[Object position labeling records]
══════════

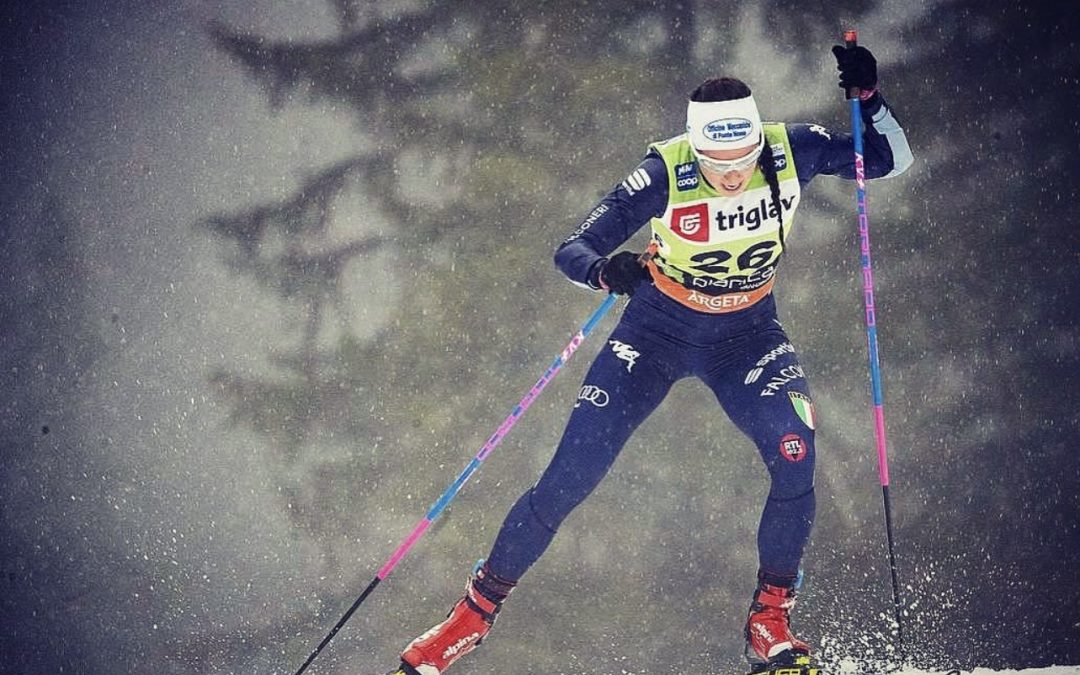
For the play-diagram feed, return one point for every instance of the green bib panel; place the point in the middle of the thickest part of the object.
(715, 244)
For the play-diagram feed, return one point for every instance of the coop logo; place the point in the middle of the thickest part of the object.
(793, 448)
(691, 223)
(686, 176)
(593, 394)
(728, 129)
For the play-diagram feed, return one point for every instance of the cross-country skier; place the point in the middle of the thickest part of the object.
(720, 200)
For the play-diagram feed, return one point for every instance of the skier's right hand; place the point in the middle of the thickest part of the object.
(621, 273)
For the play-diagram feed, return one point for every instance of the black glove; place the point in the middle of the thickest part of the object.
(858, 67)
(621, 273)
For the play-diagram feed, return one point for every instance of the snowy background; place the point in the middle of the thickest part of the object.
(271, 271)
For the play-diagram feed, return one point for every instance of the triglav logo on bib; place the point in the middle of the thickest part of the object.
(691, 223)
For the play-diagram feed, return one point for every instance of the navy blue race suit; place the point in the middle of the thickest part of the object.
(743, 356)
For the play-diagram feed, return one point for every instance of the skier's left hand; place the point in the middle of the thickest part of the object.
(622, 273)
(858, 68)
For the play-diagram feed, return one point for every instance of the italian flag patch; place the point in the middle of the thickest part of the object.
(804, 407)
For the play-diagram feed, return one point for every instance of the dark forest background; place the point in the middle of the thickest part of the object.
(242, 354)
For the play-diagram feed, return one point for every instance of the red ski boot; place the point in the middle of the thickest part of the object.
(768, 632)
(464, 628)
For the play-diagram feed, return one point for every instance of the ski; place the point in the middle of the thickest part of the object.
(790, 664)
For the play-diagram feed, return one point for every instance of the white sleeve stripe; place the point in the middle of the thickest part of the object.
(637, 180)
(888, 126)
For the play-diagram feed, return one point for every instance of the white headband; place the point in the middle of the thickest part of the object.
(724, 124)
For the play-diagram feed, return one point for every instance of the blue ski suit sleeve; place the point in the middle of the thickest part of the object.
(644, 193)
(619, 215)
(819, 150)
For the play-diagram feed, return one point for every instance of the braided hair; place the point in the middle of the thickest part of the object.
(731, 89)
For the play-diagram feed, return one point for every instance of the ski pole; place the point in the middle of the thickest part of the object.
(850, 40)
(443, 501)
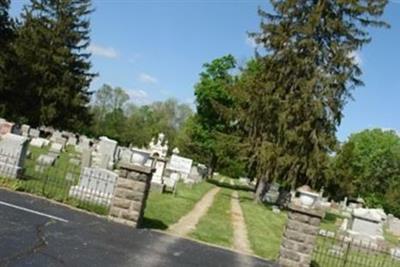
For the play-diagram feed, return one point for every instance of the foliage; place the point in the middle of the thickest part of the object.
(208, 136)
(307, 76)
(50, 77)
(368, 165)
(7, 35)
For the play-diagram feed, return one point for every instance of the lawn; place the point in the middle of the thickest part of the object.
(215, 226)
(165, 209)
(264, 228)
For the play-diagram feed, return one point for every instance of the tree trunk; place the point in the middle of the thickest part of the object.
(260, 190)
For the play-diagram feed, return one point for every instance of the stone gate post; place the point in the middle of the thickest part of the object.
(130, 195)
(299, 236)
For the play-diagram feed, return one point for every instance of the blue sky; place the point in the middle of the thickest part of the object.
(155, 50)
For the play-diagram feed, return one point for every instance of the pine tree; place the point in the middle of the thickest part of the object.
(309, 69)
(6, 56)
(51, 47)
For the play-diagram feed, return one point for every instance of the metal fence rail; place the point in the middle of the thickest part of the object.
(59, 181)
(341, 251)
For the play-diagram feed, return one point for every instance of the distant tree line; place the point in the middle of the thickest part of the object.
(275, 119)
(272, 119)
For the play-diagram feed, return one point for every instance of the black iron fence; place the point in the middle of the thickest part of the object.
(342, 251)
(62, 179)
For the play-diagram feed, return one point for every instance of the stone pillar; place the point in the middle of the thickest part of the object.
(130, 195)
(299, 236)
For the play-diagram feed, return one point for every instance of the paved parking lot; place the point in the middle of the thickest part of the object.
(36, 232)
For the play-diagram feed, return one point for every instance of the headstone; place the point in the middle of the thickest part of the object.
(158, 174)
(84, 144)
(181, 165)
(160, 148)
(34, 133)
(393, 225)
(366, 224)
(171, 182)
(74, 161)
(38, 142)
(13, 150)
(72, 141)
(56, 148)
(194, 175)
(95, 185)
(61, 140)
(6, 127)
(272, 195)
(45, 160)
(86, 158)
(104, 157)
(395, 253)
(56, 135)
(25, 130)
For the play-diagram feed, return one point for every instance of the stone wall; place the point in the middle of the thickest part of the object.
(130, 195)
(299, 237)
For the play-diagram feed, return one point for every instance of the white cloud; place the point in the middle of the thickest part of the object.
(134, 58)
(107, 52)
(147, 78)
(356, 56)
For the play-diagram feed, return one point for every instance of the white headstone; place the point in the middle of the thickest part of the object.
(95, 185)
(25, 130)
(158, 174)
(181, 165)
(366, 224)
(35, 133)
(38, 142)
(13, 149)
(56, 148)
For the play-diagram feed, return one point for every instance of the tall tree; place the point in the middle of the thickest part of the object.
(209, 136)
(310, 71)
(51, 47)
(7, 35)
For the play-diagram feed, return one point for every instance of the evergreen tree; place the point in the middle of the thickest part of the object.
(6, 55)
(55, 77)
(309, 70)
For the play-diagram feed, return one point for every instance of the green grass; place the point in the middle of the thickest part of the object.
(215, 227)
(163, 210)
(264, 228)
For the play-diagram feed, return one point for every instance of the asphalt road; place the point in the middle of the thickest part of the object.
(36, 232)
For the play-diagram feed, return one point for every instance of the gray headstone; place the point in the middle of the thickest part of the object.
(95, 185)
(86, 158)
(13, 150)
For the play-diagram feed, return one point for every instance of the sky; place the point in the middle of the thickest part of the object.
(155, 49)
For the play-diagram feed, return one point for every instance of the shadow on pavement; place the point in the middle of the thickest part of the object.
(153, 224)
(230, 186)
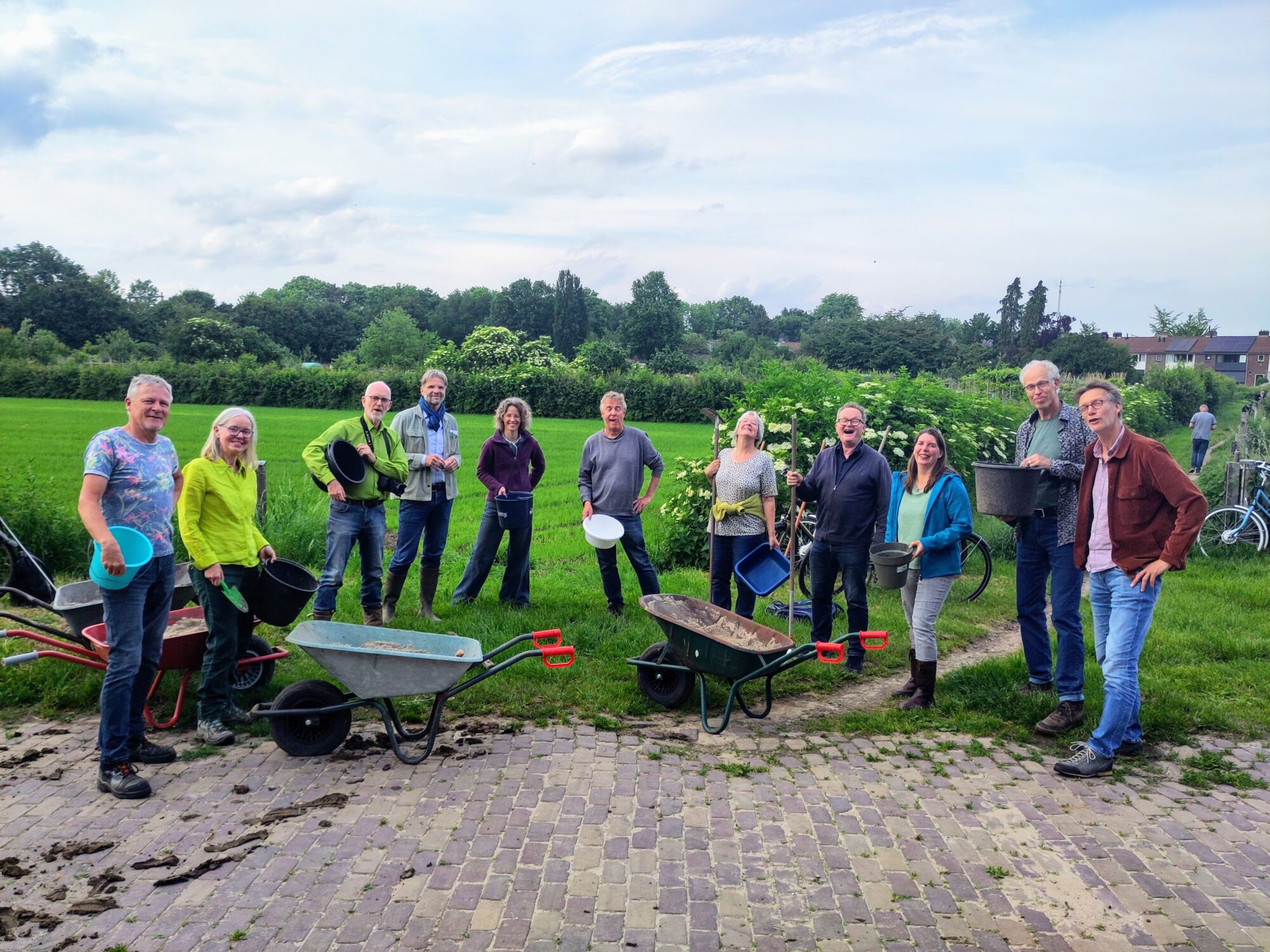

══════════

### REQUIRED WORK
Retype all of the records above line for line, without any change, and omit the pictures from your answer.

### COMPLETE ANSWER
For the play-diagram feed, return one point for every instance of the green bib panel; place the point in the middle of the thickest part of the object.
(715, 244)
For the play-diagram feed, return one point for every instance of the coop logo; place the point in the middle of the thickest part of the object.
(793, 448)
(691, 223)
(686, 176)
(593, 394)
(728, 129)
For the play-diagram feed, return one point for every instance of the cross-country skier; place the point in the middle of the thickest part of the object.
(720, 200)
For the play-diagram feed, return one point for every instance of the skier's right hand; place the point in the middle of the thickest part of the object.
(621, 273)
For the play-diagram feed, return one point for every instance of the black glove; place the point in the middle of the thickest part of the object.
(858, 67)
(621, 273)
For the play-diagram feed, return one point for every instance of the snowy background; place the point in the middle of the thickest part of the object.
(271, 271)
For the play-diagram feed, return one point for every instance of the triglav logo on bib; place the point in the middle of the thickest part of the object.
(691, 223)
For the play-diagram feed, return one point for every instance of the navy blue race suit; place the point in the middle of the thickest part of the object.
(743, 356)
For the play-diagram feed, return one point for every instance of the skier's left hand; place the point in the middle of the thickest part of the object.
(622, 273)
(858, 68)
For the play-diagram feed, return one point for every instance of the italian flag patch; place the point in the middle of the thickest part of the object.
(804, 407)
For the play-diagram feed, return one point for every instance of the dark forest background; place the point in the middle of the thickest part of the object.
(242, 354)
For the play-diagram feed, return one point for every instance of the red ski boot; place the point in the middle of the thickest part of the object.
(768, 632)
(464, 628)
For the play-diagram feed, return one point for every instance of the ski; place the point in the middle of the thickest part of the object.
(790, 664)
For the play-diagram feed, return one point for every instance of the white sleeve stripe; place the point in the middle of the thickest part of the object.
(637, 180)
(888, 126)
For the play-diagram feed, return one point for every instance of the white headband; place the point in the middle of the thickest part of the object.
(724, 124)
For the play-diagram feed, return one point for every instance of the blue ski suit sleeve; place the point in the middle of the thickest part of the object.
(644, 193)
(619, 215)
(819, 150)
For the play-diagram feed, return one point for every instance of the braided hair; place the point in the middle of the thickest part of the object.
(731, 89)
For the play-diagram feed, return one point for every instance of the ski pole; place the point in the middle of the thickest part of the object.
(850, 40)
(443, 501)
For the play-diagram feed, return one point for every instance of the foliage; place the point in the middle of the thickest part of the object.
(208, 136)
(307, 76)
(50, 77)
(368, 165)
(7, 35)
For the play-diagram feed, return one point for every instance of the lawn; place the point in the middle of the thickest part of the object.
(215, 226)
(165, 209)
(264, 228)
For the play-diagram feed, return one point for every instance of the tree trunk; place the point in the middle of the thickest part of the object.
(260, 190)
For the play-diagram feed, return one point for every instance of the stone gate post; place the point in the middle of the thickest part of the object.
(130, 195)
(299, 236)
For the play-diagram feed, return one point for every instance of the blue sky; place the point in the middle of the thickest part of the object.
(155, 50)
For the play-diagram feed, return one point for every instance of the pine tree; place the point in the middle of the thickest part of the object.
(309, 69)
(6, 56)
(51, 47)
For the play-diagram feed, return one point for every instance of the metal fence rail; place the point in the middle of the thickest part of the object.
(59, 181)
(341, 251)
For the play-diagram feed, return one point for every instance of the distant tree line; place the point in the middle of the thickest part of the object.
(275, 119)
(272, 119)
For the play-diagram feed, return one point for every instance of the black iron fence; place the point in the middle of the thickest part of the object.
(342, 251)
(62, 179)
For the play-diagram feed, return one point for every instance of the stone pillar; place the point in the middle of the thickest part of the object.
(130, 195)
(299, 236)
For the play-diagram feed, return one point for every instance of the paved parking lot; place the point in the middle of the thickest part of the object.
(36, 232)
For the play-diagram feed, return one point for every instance of the headstone; place the point in the middle of the thickest part of the object.
(158, 174)
(84, 144)
(181, 165)
(160, 148)
(34, 133)
(393, 225)
(366, 224)
(171, 182)
(74, 161)
(38, 142)
(13, 150)
(72, 141)
(56, 148)
(194, 175)
(95, 185)
(61, 140)
(6, 127)
(272, 195)
(45, 160)
(86, 158)
(104, 157)
(395, 253)
(56, 135)
(25, 130)
For the play-diagram feed, return one point for every instance of the stone wall; place the point in the middle of the thickest part of the object.
(130, 195)
(299, 237)
For the play-diagram feed, return one point for every instance of the white cloud; place the point in the middle of the thickest part of the object.
(134, 58)
(107, 52)
(147, 78)
(356, 56)
For the play-diagram feed, return one point for every instance of the white headstone; place the point in the middle of the thickest part of the object.
(95, 185)
(25, 130)
(158, 174)
(181, 165)
(366, 224)
(35, 133)
(38, 142)
(13, 149)
(56, 148)
For the play-diagram feed, return one point for every instance of the tall tree; place the point in the middle of the thickest part of the object.
(209, 136)
(310, 71)
(51, 47)
(7, 35)
For the play-diagram feed, return one point for every instance of the evergreen tree; place the point in the middle of the thickest part of the object.
(6, 55)
(55, 77)
(309, 70)
For the play-diagram feed, return one point for every instance of the green grass; place the point in the middle of the thickest part of the object.
(215, 227)
(163, 210)
(264, 228)
For the play-diagram feed, return one point for every instance of the asphalt road; place the point in the middle of the thickest part of the object.
(36, 232)
For the play-diagram feed, return one point for every instance of the gray headstone; place the point in the middle of the thickest part of the object.
(95, 185)
(86, 158)
(13, 150)
For the play-diagram feed, return one point for every instance of the sky; place the point in the middle of the thickest part of the object.
(155, 49)
For the play-diagram feed, return one point for every instance of the shadow on pavement; place the point in the middle of the thickest part of the object.
(153, 224)
(230, 186)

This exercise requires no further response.